**** Records for processing ****

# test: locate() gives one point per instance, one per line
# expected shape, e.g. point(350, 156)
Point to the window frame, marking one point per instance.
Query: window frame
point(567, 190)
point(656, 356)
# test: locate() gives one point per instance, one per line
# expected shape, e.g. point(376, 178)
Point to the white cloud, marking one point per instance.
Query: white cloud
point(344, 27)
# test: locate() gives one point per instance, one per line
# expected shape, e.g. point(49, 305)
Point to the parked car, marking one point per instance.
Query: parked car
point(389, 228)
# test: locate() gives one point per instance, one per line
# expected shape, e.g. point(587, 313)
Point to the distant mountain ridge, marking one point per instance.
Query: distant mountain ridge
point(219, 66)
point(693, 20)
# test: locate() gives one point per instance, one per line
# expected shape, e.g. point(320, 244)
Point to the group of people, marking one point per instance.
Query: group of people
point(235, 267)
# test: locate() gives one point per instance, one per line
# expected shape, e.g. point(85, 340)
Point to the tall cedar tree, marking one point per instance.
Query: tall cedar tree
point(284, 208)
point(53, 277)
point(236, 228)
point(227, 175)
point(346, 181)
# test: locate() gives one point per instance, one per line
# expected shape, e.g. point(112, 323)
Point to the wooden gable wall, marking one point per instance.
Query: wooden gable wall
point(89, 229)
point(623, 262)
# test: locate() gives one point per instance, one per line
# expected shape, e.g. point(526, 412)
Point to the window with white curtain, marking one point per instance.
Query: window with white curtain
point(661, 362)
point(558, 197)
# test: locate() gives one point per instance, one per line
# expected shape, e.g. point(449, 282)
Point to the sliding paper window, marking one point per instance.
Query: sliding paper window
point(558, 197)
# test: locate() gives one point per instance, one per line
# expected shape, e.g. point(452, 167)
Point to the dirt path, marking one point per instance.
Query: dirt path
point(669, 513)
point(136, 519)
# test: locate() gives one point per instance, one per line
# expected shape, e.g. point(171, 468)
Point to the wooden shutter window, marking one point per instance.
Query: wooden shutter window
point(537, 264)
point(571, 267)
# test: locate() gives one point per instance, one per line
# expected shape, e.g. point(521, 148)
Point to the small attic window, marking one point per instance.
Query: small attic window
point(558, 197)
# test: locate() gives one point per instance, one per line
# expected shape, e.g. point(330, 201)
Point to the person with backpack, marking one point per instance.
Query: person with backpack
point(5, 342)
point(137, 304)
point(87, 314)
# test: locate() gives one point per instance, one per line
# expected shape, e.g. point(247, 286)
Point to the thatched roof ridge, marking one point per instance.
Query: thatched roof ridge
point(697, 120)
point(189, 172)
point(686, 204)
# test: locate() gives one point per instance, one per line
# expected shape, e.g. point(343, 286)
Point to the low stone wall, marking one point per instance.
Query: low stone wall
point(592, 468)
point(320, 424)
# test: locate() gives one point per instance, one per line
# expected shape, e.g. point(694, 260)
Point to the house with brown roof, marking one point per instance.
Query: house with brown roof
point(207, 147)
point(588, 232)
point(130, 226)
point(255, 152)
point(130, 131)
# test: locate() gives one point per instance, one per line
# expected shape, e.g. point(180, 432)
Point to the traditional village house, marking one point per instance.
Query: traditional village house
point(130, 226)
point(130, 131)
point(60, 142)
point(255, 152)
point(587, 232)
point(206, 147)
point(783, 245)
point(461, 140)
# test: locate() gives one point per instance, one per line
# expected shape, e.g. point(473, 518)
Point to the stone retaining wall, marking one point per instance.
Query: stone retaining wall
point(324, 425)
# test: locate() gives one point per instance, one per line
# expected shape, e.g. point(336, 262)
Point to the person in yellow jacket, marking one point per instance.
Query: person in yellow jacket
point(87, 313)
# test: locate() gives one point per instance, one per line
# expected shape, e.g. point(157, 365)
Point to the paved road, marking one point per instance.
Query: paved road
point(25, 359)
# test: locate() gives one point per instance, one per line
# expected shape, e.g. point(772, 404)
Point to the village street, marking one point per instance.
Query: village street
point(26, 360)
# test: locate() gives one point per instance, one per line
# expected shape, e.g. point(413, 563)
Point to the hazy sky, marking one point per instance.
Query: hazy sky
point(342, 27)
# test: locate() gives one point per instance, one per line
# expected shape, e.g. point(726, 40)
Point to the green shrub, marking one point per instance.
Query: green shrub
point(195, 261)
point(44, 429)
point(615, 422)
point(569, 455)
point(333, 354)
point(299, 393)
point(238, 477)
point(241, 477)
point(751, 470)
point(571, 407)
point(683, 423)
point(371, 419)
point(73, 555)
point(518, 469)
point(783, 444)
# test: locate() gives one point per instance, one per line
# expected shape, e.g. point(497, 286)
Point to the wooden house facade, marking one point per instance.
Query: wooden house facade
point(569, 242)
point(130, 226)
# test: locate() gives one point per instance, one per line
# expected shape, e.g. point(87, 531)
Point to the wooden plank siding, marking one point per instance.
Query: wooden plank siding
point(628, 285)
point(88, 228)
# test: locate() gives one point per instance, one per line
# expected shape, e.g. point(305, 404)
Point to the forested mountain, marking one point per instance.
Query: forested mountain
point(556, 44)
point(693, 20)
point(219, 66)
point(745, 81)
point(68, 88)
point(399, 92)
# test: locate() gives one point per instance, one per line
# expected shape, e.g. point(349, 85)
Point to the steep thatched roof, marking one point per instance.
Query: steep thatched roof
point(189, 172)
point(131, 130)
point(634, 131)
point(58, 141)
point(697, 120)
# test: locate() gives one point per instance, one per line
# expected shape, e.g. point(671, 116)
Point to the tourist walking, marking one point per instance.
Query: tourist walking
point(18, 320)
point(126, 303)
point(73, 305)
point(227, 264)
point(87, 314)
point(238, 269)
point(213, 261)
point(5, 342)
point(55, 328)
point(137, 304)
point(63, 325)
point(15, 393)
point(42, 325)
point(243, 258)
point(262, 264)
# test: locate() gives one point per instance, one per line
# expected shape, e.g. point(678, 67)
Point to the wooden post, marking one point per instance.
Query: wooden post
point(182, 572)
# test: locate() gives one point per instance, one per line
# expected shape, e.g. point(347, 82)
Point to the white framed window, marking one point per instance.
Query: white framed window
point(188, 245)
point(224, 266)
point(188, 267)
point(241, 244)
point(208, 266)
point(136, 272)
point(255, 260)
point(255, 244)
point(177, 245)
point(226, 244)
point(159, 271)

****

**Goal**
Pick out every line above that contains the word "paved", and list them.

**Written response**
Point to the paved road, marking one point per instance.
Query: paved road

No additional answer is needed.